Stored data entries
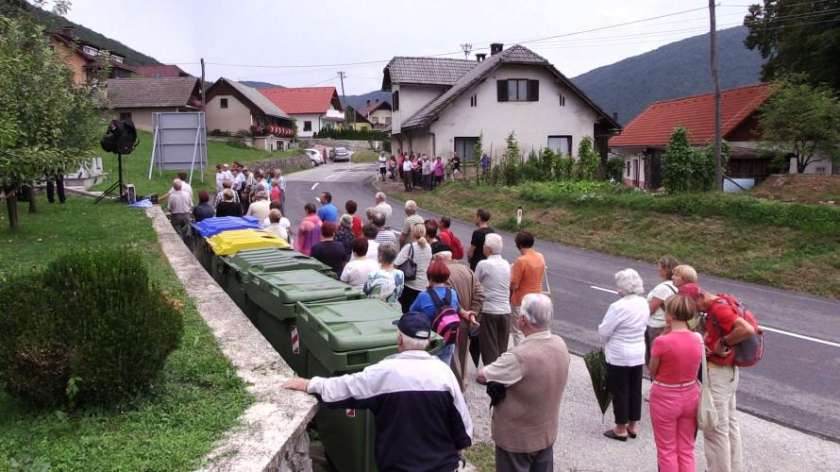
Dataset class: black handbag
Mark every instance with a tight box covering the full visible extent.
[397,243,417,280]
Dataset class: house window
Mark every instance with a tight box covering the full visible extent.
[496,79,540,102]
[548,136,572,156]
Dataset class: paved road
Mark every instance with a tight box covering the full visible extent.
[286,164,840,441]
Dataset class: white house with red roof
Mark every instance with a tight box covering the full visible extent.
[609,83,831,189]
[257,87,344,138]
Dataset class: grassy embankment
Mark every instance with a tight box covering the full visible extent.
[394,183,840,298]
[0,195,251,471]
[93,131,302,195]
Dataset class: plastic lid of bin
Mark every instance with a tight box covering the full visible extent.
[192,216,260,238]
[298,298,401,352]
[207,229,289,256]
[250,269,359,304]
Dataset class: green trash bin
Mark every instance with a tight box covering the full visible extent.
[244,269,364,375]
[298,299,401,472]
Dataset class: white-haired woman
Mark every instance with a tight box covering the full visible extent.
[598,269,650,441]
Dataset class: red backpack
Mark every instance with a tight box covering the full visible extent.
[426,287,461,344]
[711,293,764,367]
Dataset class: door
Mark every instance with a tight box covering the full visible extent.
[455,137,481,161]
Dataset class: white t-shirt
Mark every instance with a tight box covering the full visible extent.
[341,256,379,290]
[475,254,510,315]
[647,280,677,328]
[365,239,379,264]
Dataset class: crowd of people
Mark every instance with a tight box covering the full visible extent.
[161,171,755,472]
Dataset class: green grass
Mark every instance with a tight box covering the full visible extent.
[350,150,379,163]
[391,184,840,298]
[0,198,251,471]
[93,131,301,195]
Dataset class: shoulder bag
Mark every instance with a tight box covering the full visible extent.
[397,243,417,281]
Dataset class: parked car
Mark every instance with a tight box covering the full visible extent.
[333,147,353,162]
[303,149,326,167]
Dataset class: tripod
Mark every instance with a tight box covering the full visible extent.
[93,153,128,203]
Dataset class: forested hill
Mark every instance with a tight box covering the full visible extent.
[29,4,160,65]
[572,26,762,125]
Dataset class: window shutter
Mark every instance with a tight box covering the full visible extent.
[528,80,540,102]
[496,80,508,102]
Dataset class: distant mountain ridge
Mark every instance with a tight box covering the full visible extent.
[572,26,763,125]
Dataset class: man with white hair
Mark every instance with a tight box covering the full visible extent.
[475,233,510,365]
[284,312,472,470]
[373,192,394,224]
[400,200,425,245]
[478,293,570,471]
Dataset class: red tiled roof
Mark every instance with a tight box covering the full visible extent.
[134,64,189,79]
[257,87,341,115]
[609,83,772,147]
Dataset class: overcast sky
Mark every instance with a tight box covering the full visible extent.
[68,0,749,95]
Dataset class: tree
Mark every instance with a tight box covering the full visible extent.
[759,79,840,174]
[0,14,102,229]
[744,0,840,90]
[575,136,601,180]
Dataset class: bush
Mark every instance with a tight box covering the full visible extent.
[0,249,183,407]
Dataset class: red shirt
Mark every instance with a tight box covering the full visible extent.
[705,297,738,366]
[650,331,703,384]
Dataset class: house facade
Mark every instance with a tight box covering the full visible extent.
[383,43,620,160]
[609,83,832,190]
[105,77,201,131]
[257,87,344,138]
[205,78,295,151]
[359,98,393,130]
[49,28,134,85]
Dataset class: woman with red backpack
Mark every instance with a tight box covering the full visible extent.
[409,260,478,364]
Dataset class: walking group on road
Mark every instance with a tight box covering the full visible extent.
[161,171,763,472]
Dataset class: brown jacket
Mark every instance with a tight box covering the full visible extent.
[446,261,484,391]
[488,335,570,453]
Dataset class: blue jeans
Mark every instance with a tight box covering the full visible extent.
[438,343,455,365]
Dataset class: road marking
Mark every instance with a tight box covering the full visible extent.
[589,285,840,348]
[761,325,840,348]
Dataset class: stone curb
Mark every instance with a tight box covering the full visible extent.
[146,206,317,471]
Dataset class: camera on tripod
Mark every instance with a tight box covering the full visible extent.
[96,120,139,203]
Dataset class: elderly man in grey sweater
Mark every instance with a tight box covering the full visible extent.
[478,293,570,471]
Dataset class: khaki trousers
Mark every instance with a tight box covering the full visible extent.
[703,362,744,472]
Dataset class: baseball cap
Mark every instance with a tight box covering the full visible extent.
[678,282,703,298]
[394,311,432,339]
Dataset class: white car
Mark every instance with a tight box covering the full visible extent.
[333,147,353,162]
[303,149,326,167]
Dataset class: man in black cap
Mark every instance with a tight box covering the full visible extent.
[284,312,472,471]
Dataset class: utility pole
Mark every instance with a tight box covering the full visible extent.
[709,0,723,190]
[201,57,207,111]
[461,43,472,59]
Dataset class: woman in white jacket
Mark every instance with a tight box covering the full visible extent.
[598,269,650,441]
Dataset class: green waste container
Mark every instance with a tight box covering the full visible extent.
[245,269,364,375]
[298,299,424,472]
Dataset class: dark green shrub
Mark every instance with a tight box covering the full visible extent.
[0,249,183,406]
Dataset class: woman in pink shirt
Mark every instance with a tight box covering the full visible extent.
[649,295,703,472]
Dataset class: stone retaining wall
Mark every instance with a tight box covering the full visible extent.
[146,206,317,472]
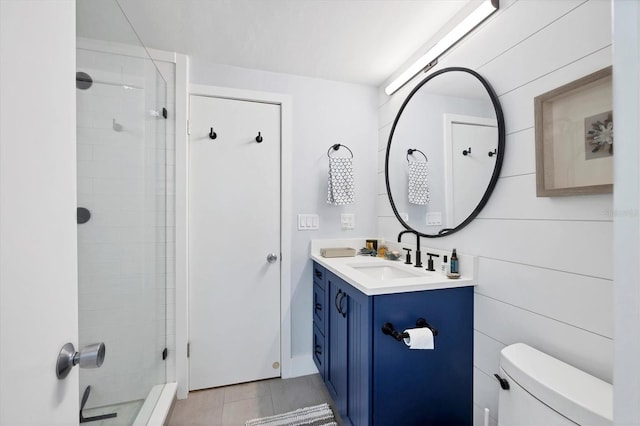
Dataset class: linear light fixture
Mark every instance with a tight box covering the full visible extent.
[384,0,499,95]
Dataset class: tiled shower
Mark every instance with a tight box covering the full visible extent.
[76,1,173,424]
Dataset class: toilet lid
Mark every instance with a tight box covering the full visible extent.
[500,343,613,425]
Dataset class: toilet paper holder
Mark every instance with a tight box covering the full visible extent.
[382,318,438,342]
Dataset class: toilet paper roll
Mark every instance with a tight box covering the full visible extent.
[404,327,434,349]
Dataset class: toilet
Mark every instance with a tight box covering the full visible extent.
[496,343,613,426]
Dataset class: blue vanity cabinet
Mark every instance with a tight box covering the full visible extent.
[313,262,329,380]
[371,287,473,426]
[314,263,473,426]
[325,271,372,425]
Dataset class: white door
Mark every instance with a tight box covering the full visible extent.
[445,115,498,227]
[0,1,79,426]
[189,95,280,390]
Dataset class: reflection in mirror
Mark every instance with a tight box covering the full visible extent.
[385,68,504,237]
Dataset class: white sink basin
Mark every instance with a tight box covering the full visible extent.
[349,263,426,281]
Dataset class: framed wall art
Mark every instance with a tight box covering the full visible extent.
[534,67,614,197]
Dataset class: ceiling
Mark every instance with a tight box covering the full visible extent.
[77,0,473,86]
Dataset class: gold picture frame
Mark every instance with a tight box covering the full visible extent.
[534,67,613,197]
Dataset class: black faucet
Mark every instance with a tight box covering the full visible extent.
[398,229,422,268]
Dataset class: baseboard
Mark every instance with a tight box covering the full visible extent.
[282,354,318,379]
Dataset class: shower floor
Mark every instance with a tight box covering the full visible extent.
[82,399,144,426]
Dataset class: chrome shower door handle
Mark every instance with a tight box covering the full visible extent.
[56,342,107,379]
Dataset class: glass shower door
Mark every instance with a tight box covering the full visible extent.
[76,0,167,425]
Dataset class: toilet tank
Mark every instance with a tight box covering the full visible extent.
[498,343,613,426]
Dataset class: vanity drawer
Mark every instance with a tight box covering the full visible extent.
[313,282,326,336]
[313,324,327,380]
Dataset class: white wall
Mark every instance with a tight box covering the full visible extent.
[189,57,377,374]
[378,0,613,424]
[0,0,79,426]
[613,0,640,425]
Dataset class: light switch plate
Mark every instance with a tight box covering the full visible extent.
[298,214,320,231]
[340,213,356,229]
[427,212,442,226]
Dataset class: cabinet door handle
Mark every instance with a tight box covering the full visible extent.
[338,292,347,318]
[333,290,342,314]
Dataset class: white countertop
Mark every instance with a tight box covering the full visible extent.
[311,240,475,296]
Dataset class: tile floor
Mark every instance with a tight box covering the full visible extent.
[166,374,342,426]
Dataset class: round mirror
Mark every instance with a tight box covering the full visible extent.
[385,67,505,238]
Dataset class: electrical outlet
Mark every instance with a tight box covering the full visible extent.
[340,213,356,229]
[298,214,320,231]
[427,212,442,226]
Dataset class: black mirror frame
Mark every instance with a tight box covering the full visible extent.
[384,67,505,238]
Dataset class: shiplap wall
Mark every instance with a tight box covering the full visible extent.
[378,0,613,424]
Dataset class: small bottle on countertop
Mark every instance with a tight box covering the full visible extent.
[449,249,460,274]
[440,255,450,275]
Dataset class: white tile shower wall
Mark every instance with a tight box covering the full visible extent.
[190,61,377,364]
[378,0,613,425]
[77,49,174,407]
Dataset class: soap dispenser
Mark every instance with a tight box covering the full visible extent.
[450,249,460,274]
[440,254,451,275]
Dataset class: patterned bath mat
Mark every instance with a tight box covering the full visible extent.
[246,403,337,426]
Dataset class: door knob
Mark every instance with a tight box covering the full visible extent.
[56,343,107,379]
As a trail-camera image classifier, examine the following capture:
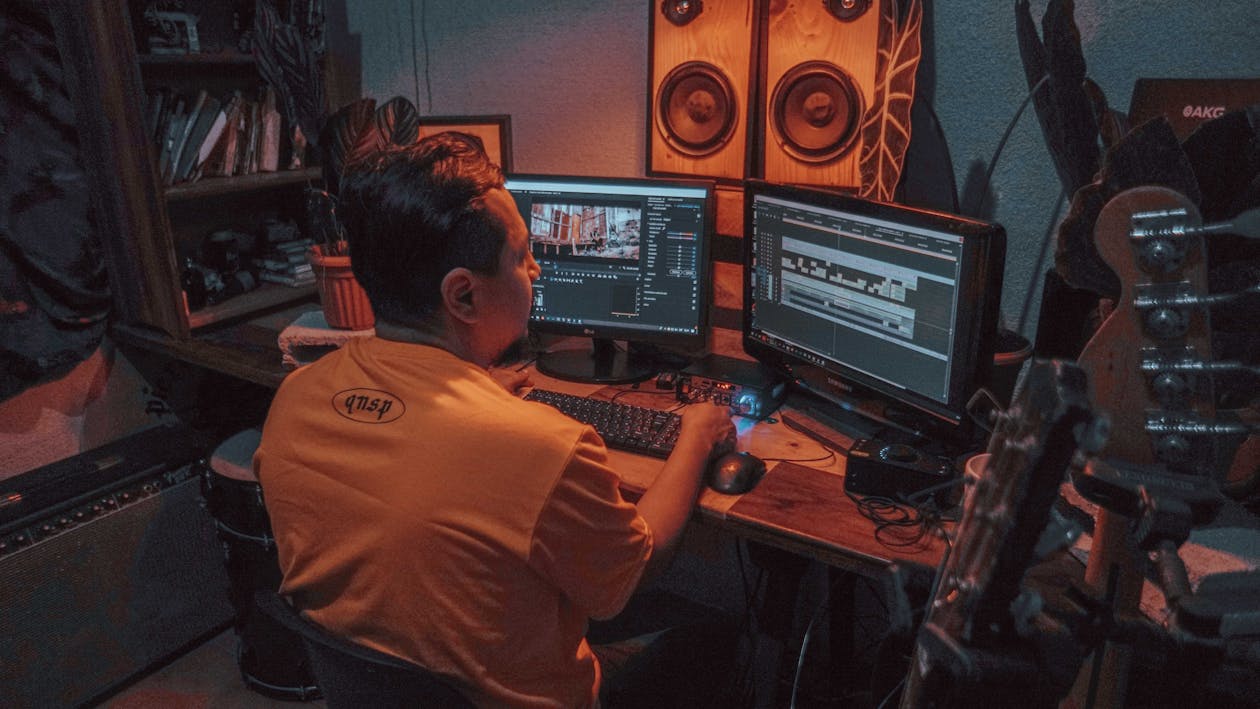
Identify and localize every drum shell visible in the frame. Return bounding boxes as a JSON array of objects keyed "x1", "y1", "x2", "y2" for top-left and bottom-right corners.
[{"x1": 200, "y1": 461, "x2": 320, "y2": 700}]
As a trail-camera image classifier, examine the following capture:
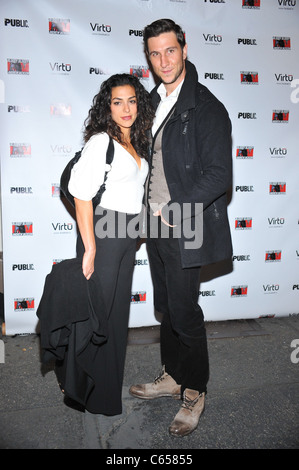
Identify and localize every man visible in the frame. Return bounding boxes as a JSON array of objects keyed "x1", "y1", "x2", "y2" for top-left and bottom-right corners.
[{"x1": 130, "y1": 19, "x2": 232, "y2": 436}]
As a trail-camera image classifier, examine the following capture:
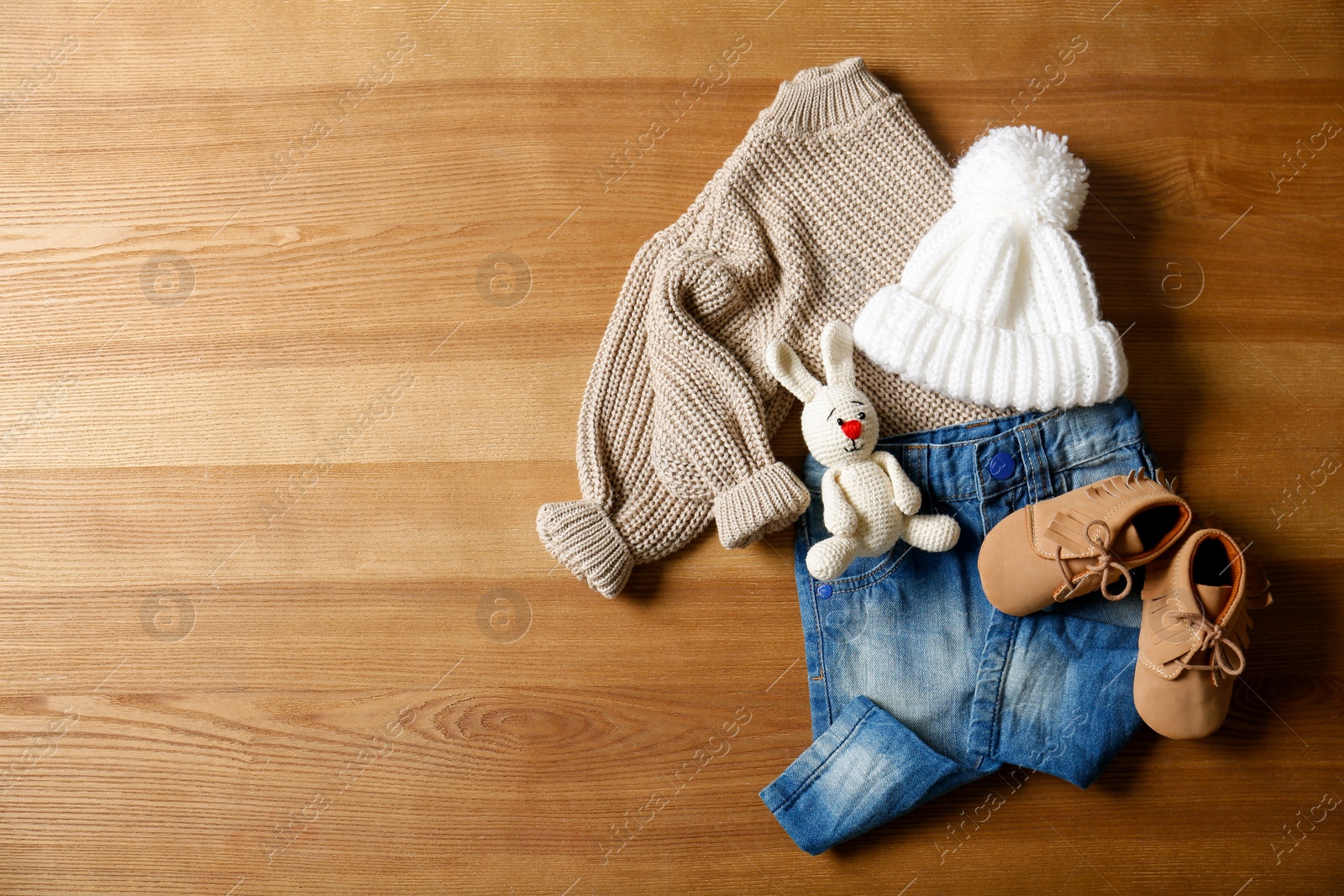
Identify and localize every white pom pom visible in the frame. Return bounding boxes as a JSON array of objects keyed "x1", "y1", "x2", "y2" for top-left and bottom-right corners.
[{"x1": 952, "y1": 125, "x2": 1087, "y2": 230}]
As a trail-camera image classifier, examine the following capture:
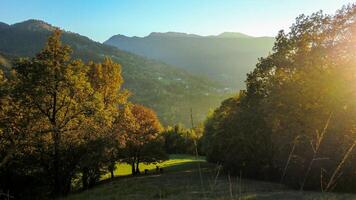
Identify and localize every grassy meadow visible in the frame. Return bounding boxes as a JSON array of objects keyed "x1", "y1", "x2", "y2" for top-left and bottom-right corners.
[{"x1": 62, "y1": 155, "x2": 356, "y2": 200}]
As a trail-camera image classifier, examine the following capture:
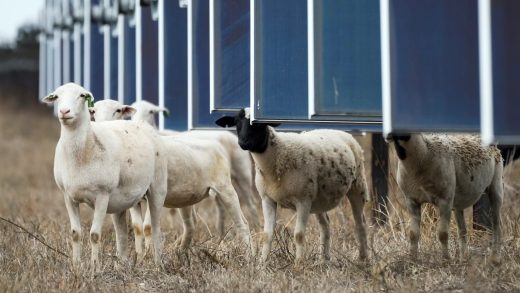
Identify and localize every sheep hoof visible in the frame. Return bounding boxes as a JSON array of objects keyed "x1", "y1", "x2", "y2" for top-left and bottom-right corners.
[
  {"x1": 294, "y1": 258, "x2": 305, "y2": 272},
  {"x1": 491, "y1": 252, "x2": 502, "y2": 265}
]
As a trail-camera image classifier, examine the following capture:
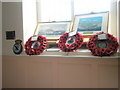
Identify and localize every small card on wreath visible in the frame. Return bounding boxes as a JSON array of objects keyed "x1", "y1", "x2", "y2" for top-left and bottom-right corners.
[
  {"x1": 69, "y1": 32, "x2": 76, "y2": 37},
  {"x1": 31, "y1": 36, "x2": 38, "y2": 41},
  {"x1": 98, "y1": 33, "x2": 107, "y2": 40}
]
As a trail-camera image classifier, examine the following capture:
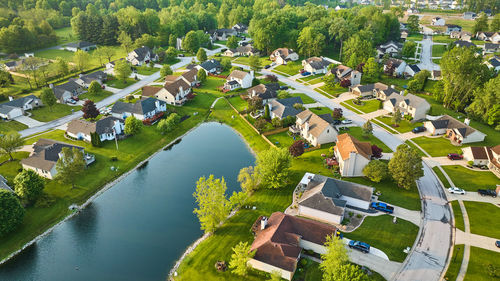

▸ **Short task**: Return every line in the entries above that contains the word "grassy".

▸ **Answer to this task**:
Dataset class: grassy embankment
Identify and localize every grassy meadow visible in the frame. Return bounding boxes as a JSON array of objects keyed "x1", "y1", "x2", "y2" for top-left and bottom-right corners.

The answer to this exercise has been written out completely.